Nothing but the lines from the one with "Bet you can't find the green vegetation" to the final line should be returned, each exactly as it appears.

#### DATA PROVIDED:

--- BEGIN ---

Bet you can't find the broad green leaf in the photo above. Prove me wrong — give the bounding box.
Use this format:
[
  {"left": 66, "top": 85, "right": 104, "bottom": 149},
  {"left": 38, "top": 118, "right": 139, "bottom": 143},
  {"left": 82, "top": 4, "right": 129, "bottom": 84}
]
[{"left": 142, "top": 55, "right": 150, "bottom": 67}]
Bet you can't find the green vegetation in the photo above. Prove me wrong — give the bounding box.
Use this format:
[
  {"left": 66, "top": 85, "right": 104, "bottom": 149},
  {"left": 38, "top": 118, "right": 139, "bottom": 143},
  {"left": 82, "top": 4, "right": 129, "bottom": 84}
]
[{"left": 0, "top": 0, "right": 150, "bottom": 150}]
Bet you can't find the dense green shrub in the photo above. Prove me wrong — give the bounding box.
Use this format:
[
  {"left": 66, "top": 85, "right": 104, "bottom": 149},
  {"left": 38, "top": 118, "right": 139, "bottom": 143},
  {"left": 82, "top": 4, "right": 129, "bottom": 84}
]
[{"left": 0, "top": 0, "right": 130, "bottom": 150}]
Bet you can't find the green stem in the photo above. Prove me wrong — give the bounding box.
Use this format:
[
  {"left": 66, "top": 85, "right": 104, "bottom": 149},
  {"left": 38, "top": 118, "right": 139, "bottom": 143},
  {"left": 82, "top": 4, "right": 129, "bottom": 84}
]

--- END ---

#### RESULT BELOW:
Bet you can't find the green vegetation in the photo above. Prove me wrong — give the bounding box.
Use this format:
[
  {"left": 66, "top": 85, "right": 104, "bottom": 149},
  {"left": 38, "top": 118, "right": 139, "bottom": 143},
  {"left": 82, "top": 4, "right": 129, "bottom": 84}
]
[{"left": 0, "top": 0, "right": 150, "bottom": 150}]
Bet you can't find the dense green shrub in the photo above. Prove me wrong — give the bounding box.
Use this format:
[
  {"left": 66, "top": 85, "right": 104, "bottom": 149},
  {"left": 38, "top": 118, "right": 139, "bottom": 143},
  {"left": 82, "top": 4, "right": 129, "bottom": 84}
]
[{"left": 0, "top": 0, "right": 130, "bottom": 150}]
Bet you can't find the green stem in the photo above. Prove me wrong — give the bounding box.
Use this format:
[
  {"left": 66, "top": 85, "right": 104, "bottom": 149},
  {"left": 38, "top": 118, "right": 139, "bottom": 143},
  {"left": 82, "top": 4, "right": 129, "bottom": 84}
]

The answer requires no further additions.